*** MATERIAL SHOWN
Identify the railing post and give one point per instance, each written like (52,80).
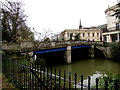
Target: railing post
(59,79)
(89,83)
(116,84)
(51,79)
(97,83)
(64,78)
(55,78)
(75,80)
(69,80)
(81,82)
(106,85)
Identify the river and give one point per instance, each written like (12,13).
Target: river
(90,67)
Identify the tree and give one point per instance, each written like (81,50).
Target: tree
(71,35)
(117,12)
(13,21)
(77,37)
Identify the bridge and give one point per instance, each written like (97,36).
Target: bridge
(67,49)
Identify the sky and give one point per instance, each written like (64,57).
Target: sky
(58,15)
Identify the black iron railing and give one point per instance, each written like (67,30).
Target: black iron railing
(35,77)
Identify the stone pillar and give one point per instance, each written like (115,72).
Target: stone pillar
(92,51)
(68,55)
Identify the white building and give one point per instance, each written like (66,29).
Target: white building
(113,25)
(84,34)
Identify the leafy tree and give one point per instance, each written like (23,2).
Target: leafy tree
(116,51)
(117,12)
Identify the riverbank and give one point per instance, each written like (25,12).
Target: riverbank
(4,83)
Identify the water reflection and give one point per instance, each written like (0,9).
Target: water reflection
(90,67)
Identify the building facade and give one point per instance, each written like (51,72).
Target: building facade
(113,25)
(84,34)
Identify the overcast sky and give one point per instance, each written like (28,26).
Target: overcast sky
(58,15)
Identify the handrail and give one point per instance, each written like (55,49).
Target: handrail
(52,75)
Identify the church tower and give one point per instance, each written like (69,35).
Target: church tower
(80,26)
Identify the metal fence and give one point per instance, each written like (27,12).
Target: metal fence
(35,77)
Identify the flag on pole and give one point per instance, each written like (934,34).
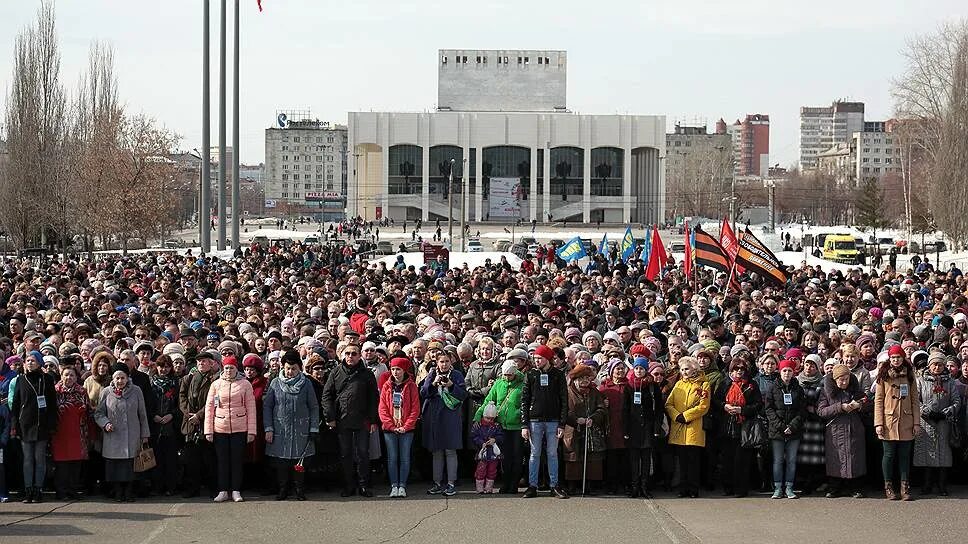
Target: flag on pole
(689,253)
(657,256)
(628,244)
(572,250)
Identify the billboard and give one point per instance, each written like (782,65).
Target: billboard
(505,198)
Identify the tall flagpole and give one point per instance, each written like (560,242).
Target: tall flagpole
(222,151)
(205,196)
(236,187)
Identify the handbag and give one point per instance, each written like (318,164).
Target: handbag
(145,460)
(752,434)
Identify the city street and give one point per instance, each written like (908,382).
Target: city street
(468,517)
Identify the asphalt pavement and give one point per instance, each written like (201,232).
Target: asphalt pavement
(492,519)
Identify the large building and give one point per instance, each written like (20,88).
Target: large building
(305,168)
(823,127)
(502,131)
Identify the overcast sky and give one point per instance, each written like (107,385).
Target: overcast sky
(689,60)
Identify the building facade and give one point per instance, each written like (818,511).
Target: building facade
(305,168)
(517,157)
(823,127)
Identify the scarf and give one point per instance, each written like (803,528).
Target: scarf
(292,386)
(735,397)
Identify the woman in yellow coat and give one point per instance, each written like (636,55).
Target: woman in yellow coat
(687,404)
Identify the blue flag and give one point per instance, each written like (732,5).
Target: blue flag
(628,244)
(572,250)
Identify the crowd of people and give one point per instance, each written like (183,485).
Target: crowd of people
(289,369)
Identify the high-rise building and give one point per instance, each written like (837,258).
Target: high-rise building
(305,168)
(823,127)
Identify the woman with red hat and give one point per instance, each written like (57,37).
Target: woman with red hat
(897,418)
(399,411)
(786,411)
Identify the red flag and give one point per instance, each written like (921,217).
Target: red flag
(688,253)
(657,257)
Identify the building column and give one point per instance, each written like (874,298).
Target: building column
(546,178)
(425,180)
(533,195)
(586,211)
(479,193)
(627,184)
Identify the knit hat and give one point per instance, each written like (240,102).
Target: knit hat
(544,351)
(839,370)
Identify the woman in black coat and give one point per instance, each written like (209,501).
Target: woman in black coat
(786,412)
(738,400)
(33,421)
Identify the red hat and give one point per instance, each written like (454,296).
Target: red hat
(545,351)
(401,362)
(640,350)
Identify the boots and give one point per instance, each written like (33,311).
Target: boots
(777,490)
(889,493)
(905,491)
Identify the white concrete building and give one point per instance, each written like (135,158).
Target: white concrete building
(305,168)
(539,160)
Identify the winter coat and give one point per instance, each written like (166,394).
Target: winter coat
(481,432)
(844,439)
(642,419)
(409,405)
(781,416)
(71,440)
(544,402)
(192,395)
(728,426)
(691,399)
(29,421)
(897,415)
(442,427)
(290,412)
(128,416)
(614,394)
(506,395)
(230,407)
(940,406)
(350,397)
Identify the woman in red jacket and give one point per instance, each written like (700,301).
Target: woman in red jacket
(399,411)
(70,442)
(230,422)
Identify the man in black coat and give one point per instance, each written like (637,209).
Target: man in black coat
(350,400)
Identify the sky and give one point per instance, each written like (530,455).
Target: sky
(690,60)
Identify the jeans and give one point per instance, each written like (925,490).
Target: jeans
(543,432)
(787,449)
(398,457)
(899,450)
(35,462)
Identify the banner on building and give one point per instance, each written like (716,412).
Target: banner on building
(504,199)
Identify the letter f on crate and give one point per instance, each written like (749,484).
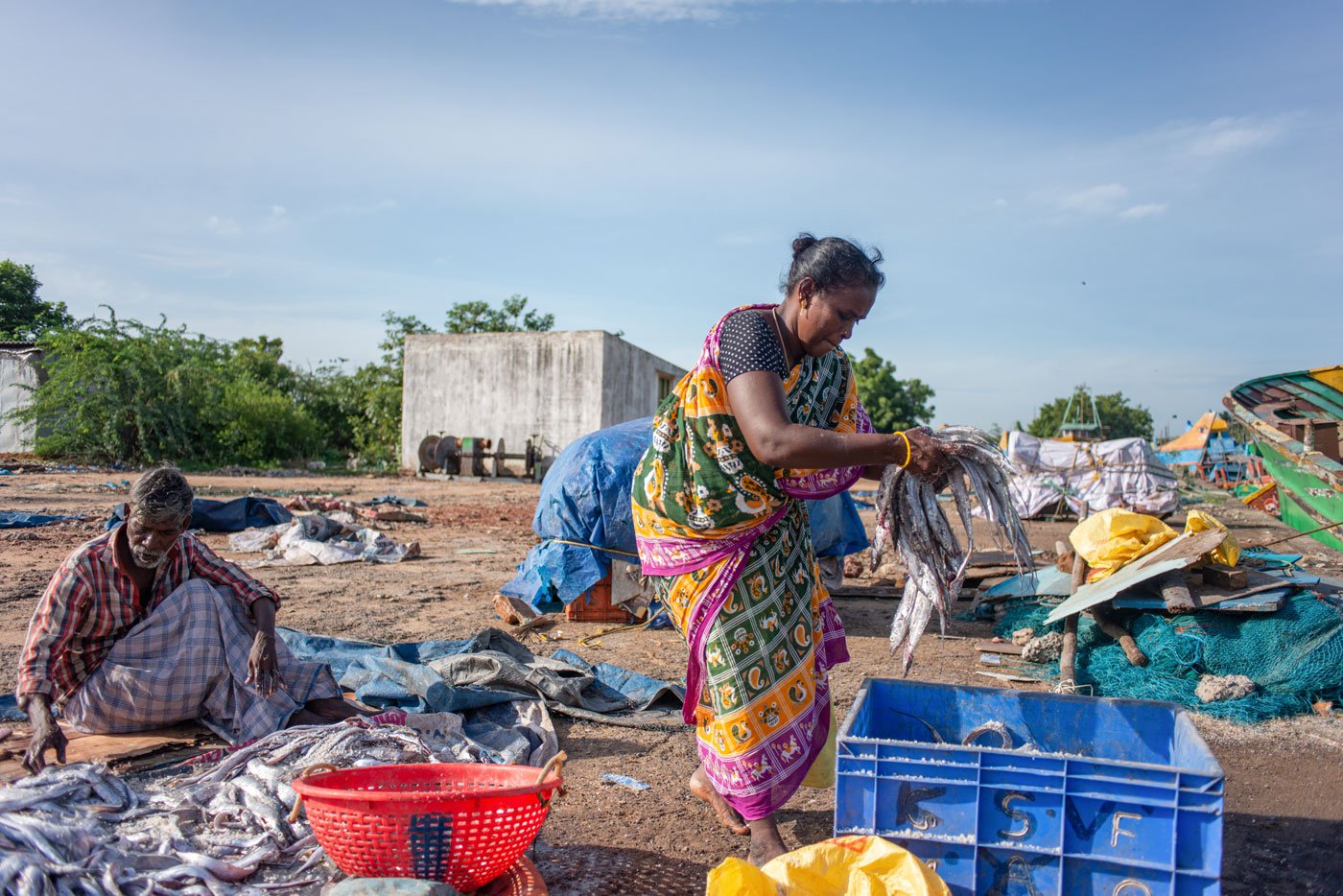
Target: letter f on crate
(1117,831)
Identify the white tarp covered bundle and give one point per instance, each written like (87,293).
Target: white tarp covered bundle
(321,539)
(1053,475)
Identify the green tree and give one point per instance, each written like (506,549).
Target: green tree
(892,405)
(23,315)
(371,396)
(512,318)
(1119,418)
(393,340)
(118,389)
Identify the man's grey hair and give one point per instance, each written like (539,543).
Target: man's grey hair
(161,495)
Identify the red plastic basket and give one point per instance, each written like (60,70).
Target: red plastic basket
(462,824)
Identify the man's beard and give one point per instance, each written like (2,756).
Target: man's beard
(147,560)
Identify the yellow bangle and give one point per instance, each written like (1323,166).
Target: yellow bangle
(909,452)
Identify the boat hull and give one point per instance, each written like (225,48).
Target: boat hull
(1273,412)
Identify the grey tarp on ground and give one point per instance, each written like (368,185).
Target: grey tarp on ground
(487,670)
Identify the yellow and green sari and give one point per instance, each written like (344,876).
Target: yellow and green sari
(729,540)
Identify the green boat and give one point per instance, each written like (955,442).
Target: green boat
(1293,419)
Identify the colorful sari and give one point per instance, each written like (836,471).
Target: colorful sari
(731,543)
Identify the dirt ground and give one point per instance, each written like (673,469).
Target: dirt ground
(1284,805)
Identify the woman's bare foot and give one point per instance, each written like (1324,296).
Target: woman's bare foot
(701,788)
(766,842)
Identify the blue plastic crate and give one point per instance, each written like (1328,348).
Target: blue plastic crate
(1011,791)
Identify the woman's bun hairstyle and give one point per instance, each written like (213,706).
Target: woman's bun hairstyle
(832,264)
(802,244)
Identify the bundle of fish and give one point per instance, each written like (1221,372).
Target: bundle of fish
(78,829)
(909,517)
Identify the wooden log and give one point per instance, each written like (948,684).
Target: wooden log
(512,610)
(1068,658)
(1110,625)
(1225,577)
(1174,591)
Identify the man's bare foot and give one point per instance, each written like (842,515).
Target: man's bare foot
(766,842)
(701,788)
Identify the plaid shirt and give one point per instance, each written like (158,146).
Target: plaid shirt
(91,603)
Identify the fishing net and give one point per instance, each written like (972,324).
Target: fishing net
(1295,656)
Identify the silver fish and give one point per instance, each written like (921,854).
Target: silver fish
(910,519)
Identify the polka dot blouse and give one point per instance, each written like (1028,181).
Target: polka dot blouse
(749,342)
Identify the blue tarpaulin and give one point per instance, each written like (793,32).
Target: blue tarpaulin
(586,499)
(224,516)
(483,671)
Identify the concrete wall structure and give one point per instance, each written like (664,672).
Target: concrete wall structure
(514,386)
(17,373)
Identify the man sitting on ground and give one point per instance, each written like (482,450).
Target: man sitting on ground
(145,626)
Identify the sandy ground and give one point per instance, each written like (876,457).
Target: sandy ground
(1284,813)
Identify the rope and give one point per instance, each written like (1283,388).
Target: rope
(583,544)
(624,627)
(1331,526)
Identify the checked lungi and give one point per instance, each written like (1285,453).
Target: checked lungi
(188,661)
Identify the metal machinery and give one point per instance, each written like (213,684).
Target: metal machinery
(473,456)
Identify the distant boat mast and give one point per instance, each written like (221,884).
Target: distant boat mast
(1081,418)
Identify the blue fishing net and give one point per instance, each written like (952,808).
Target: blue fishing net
(1295,656)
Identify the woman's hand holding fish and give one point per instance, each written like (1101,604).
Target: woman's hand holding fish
(929,459)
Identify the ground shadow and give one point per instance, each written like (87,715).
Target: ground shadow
(1280,855)
(588,869)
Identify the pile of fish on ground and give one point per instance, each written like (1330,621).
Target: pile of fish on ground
(909,519)
(80,829)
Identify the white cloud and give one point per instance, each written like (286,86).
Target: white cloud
(1225,136)
(1138,212)
(1094,200)
(222,225)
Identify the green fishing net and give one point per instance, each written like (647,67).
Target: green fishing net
(1295,656)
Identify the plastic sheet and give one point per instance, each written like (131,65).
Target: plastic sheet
(838,866)
(586,499)
(1114,537)
(1054,476)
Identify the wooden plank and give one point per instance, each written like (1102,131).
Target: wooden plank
(1179,554)
(1225,577)
(994,647)
(1174,591)
(104,747)
(868,591)
(513,610)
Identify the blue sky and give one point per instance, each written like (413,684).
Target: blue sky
(641,165)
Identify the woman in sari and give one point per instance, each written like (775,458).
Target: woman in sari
(768,415)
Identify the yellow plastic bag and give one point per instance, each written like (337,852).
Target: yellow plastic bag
(1228,551)
(839,866)
(1117,536)
(822,772)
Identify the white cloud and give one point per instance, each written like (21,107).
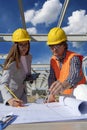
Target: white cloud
(47,14)
(77,24)
(32,30)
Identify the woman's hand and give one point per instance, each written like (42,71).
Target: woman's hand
(15,102)
(56,88)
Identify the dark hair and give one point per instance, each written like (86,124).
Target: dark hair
(14,55)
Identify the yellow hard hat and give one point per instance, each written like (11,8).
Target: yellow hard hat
(20,35)
(55,36)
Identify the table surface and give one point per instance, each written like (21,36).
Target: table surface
(75,125)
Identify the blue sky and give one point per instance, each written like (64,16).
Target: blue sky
(40,17)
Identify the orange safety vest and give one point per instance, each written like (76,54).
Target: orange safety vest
(62,74)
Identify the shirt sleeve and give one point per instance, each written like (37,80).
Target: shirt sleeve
(51,77)
(4,81)
(75,66)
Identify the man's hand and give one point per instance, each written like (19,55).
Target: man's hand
(15,102)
******
→ WHAT THE TASK ASKS
Using the entries above, reproduce word for word only the lines from the one that contains "Identify the jeans" to the one that contains "Identify the dirt", both ends included, and drop every picture.

→ THE ANSWER
Identify the jeans and give one point per instance, each written like (925,490).
Target: jeans
(543,432)
(787,449)
(398,457)
(899,450)
(35,462)
Identify the banner on building and give one point per instance, each written like (716,412).
Target: banner on building
(504,199)
Identify the letter f on crate and give one point per instance, each written like (749,484).
Target: letter f on crate
(1117,831)
Identify the white tarp covered bundle and give one point per instance, each written like (87,293).
Target: white tarp covered bundle
(321,539)
(1053,475)
Identify the green tree and give one point per instance, each written like (506,549).
Target: green tree
(892,405)
(23,315)
(371,396)
(512,318)
(1119,418)
(393,340)
(118,389)
Identify the man's grey hair and give one point per instance, each written like (539,543).
Target: man's grey hair
(161,495)
Identify the red plastic basket and give one point per instance, each written like (60,70).
Target: red plastic basket
(462,824)
Identify the man's beard and give one point per instance, each written like (2,756).
Target: man's beard
(147,560)
Identify the yellow bangle and give one point per instance, each written like (1323,166).
Target: yellow bangle
(909,452)
Identify the boat hull and give one point per instance, each written like (225,48).
Target: boat hull
(1273,412)
Identify the grey tarp on ground and give one point per instance, each written like (368,185).
Target: grey tarp on ground
(487,670)
Identify the yellow and green sari and give one point per instance, each written like (344,876).
Target: yellow and green sari
(729,540)
Identify the green boat and give one point per instance, each written like (955,442).
Target: green boat
(1293,419)
Identify the colorful sari and give one point per instance, each written like (836,471).
Target: colorful sari
(731,543)
Identify the dirt ground and give one point per instance, each written like (673,469).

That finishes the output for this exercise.